Excerpt to read ->
----------

Before you have a moment to actually calculate the odds of this happening coincidentally, the man has escorted you off to the side of the passageway where, with a flourish, he rids your shoe of the offending turd. Then, as you reach into your wallet for a tip, he announces the price for a shit-shine special—and it’s more than most New Delhi residents earn in a week.

If you think about it, the scam is brilliant. The service has already been rendered, and besides, who wants to walk around with a turd perched on his shoe?

So you pay him—not his asking price, but still enough to make it worth his while to continue smearing poop on the footwear of passersby. If you’re a victim, feel free to get pissed off. But at least the shit scheme isn’t as bad as the loogie-on-your-shoulder trick. In that one, you don’t even have the chance to give a tip—someone smears a wad of spit on your jacket while a second guy steals your wallet.

Chapter 3


Euro Disney

I’ve never liked Disney World. As a child who was terrified of mimes, Santa Claus, and any larger-than-life stuffed animal, I hated the giant mice that roamed the streets of the Magic Kingdom, holding children hostage until their parents took a photograph. Huge, unblinking eyes; garish smiles; swollen, cartoon hands—this was the stuff of nightmares. When my parents brought me to a special event called “Breakfast with the Characters,” I took one look at Pinocchio and dove under the table.

----------

Decide whether each statement below agrees with the travel excerpt above, answering yes or no and quoting the words of the excerpt that settle it. 1. The man names his price before he cleans the shoe. 2. In the spit trick, a second person takes the wallet. 3. As a child, the narrator hid under a table after seeing Pinocchio.

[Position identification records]
----------

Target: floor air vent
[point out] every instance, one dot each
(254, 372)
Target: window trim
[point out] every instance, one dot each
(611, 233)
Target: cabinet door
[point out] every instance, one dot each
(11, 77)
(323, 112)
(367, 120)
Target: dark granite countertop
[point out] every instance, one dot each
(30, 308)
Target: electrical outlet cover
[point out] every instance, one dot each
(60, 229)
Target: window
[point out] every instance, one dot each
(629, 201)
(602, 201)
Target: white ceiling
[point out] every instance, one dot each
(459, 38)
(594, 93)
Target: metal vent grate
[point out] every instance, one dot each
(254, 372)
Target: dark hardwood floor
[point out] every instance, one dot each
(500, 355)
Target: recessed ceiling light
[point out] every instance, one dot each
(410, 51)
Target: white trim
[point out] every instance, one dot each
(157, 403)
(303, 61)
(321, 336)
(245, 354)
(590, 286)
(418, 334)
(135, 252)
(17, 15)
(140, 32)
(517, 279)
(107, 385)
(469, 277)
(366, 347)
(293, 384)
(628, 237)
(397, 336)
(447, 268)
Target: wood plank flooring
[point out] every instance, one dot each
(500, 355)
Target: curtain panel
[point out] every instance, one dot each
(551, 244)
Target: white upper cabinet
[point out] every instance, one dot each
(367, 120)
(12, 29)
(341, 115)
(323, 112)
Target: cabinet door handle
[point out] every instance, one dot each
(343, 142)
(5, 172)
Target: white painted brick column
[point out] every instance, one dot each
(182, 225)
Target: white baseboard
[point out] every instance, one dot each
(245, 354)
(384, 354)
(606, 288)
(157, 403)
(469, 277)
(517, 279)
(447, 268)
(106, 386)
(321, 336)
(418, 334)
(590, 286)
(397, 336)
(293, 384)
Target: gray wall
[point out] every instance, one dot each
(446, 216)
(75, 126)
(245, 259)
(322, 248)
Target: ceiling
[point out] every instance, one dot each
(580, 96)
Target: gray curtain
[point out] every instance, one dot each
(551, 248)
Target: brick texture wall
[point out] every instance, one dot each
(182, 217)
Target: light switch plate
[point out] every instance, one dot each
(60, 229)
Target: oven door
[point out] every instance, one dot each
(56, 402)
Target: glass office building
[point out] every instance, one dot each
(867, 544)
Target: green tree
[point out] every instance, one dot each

----------

Exercise output ->
1. No: "Then, as you reach into your wallet for a tip, he announces the price for a shit-shine special"
2. Yes: "while a second guy steals your wallet"
3. Yes: "I took one look at Pinocchio and dove under the table."